Y encima en tecnicolor, de un aspecto no tan vívido y brillante como otras películas más famosas, pero que sin duda ayuda a provocar un efectista horror animal, en absoluto existencial, que utiliza la ciencia ficción como puro complemento para desarrollar una historia de serie B con pocas sorpresas narrativas y sí muchas visuales. Una película que funciona gracias a su ingenio y que da rabia no querer más porque el científico loco podría haber sido un gran personaje de haberle dado el protagonismo a él.

Después de todo, el tipo, conocido como Dr. Thorkel, es todo un jeta (que pide a tres personas que vayan a su casa perdida en la selva para que le miren una cosa y se larguen), un megalómano a pequeña escala (je, je), creativo en su maldad, lleva gafas de genio y es educado y amable a la par que grosero y puñetero, obsesivo y con una apariencia (con una gran cabeza redonda y calva y gafas gruesas) que lo convierten en un personaje inolvidable rodeado de panes sin sal trepas y también con cierto ego, los pobres.

Pero en serio: el éxito de Doctor Cíclope dependerá de lo bien que uno pueda adaptarse a la metodología de las películas de terror de la época (1940) y de si los efectos especiales son suficientes para mantener la atención en su gigantesco mundo. Gran parte del reparto y de los personajes, más allá de Dekker/Thorkel, son adecuados en el mejor de los casos y ofrecen actuaciones aceptables para personajes que no necesitan hacer mucho más que recorrer el mundo exterior. Hay momentos en los que uno puede perder el interés, pero no son habituales, y suelen salvarse gracias a escenas que, cuando no son emocionantes, son divertidas y te maravillan como si fueras un niño todavía. Es una película que sabe lo que es, y yo la quiero más por eso.

Escrito por Alberto Mulas

 

El sueño negro (Reginald Le Borg)

El ‹mad doctor› ha sido una de las piezas esenciales del cine de terror desde sus primeros coletazos: un nexo imbricado ya desde la literatura clásica que sirvió para dar forma a algunos de los monstruos más célebres del celuloide, tras los que se escondían dichas figuras manejando las tornas a su antojo. Una situación ni mucho menos circunstancial, pues el relieve que han ido cobrando en territorios ciertamente específicos han hecho de esos personajes la razón de ser de no pocas obras volcadas sobre un horror o fantástico que tomaba una serie de rasgos particulares a través de su presencia.

Qué hacer:
Prosigue las reseñas sobre películas de científicos locos a partir de su última oración.

Material proporcionado:
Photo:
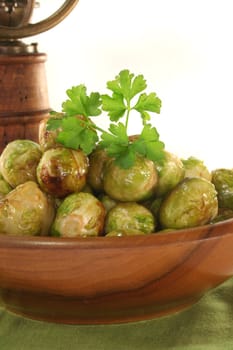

La respuesta:
El sueño negro, adaptación de un relato de Gerald Drayson Adams, comprende a la perfección ese precepto donde el ‹mad doctor› debe ser uno de los ejes articulares, y lo traslada ya desde los primeros minutos en una secuencia donde Joel Cadman visitará al doctor Ramsay en prisión para salvarlo de una muerte segura administrándole ‹nind andera›, una droga india, y encontrar en él una figura de confianza desde la que continuar realizando sus experimentos.

Nos hallamos, pues, ante un individuo manipulador y perverso que, si bien esgrime el amor como una de sus motivaciones centrales, no tiene reparos en llegar hasta donde sea menester con tal de conseguir su propósito. Basil Rathbone, que tomaba con este uno de sus últimos roles protagonistas y ni siquiera era uno de los rostros habituales del cine de terror de la época, si bien estuvo involucrado en algunos títulos e incluso ya había dado forma a un doctor siniestro en The Mad Doctor, compone con sobriedad y carácter uno de esos personajes que dominan con temple y personalidad la escena, sobreponiéndose incluso a secundarios tan deliciosamente escritos como al que da vida Akim Tamiroff, ese Udu el gitano que ejercía de recolector de cuerpos para el profesor Cadman.

Pero más allá de la presencia de uno de esos ‹mad doctors› memorables, nos encontramos también ante la precisa reproducción de un universo que Reginald Le Borg construye minuciosamente, siendo quizá uno de los alicientes que hacen de El sueño negro uno de esos títulos distintivos, atravesado por un horror gótico comprimido en escenarios y tétricos personajes —esas víctimas que Cadman irá dejando por el camino— que conforman una pieza muy a tener en cuenta, donde ni siquiera una conclusión un tanto rutinaria y alejada de las posibilidades que atesora el conjunto, le restan encanto e interés. Le Borg firma con oficio una de esas obras que, a través de su pulida narración e ideas de lo más sugerentes, invitan a volver sobre los pasos de un horror pretérito cuya llama se antoja, todavía a día de hoy, inextinguible.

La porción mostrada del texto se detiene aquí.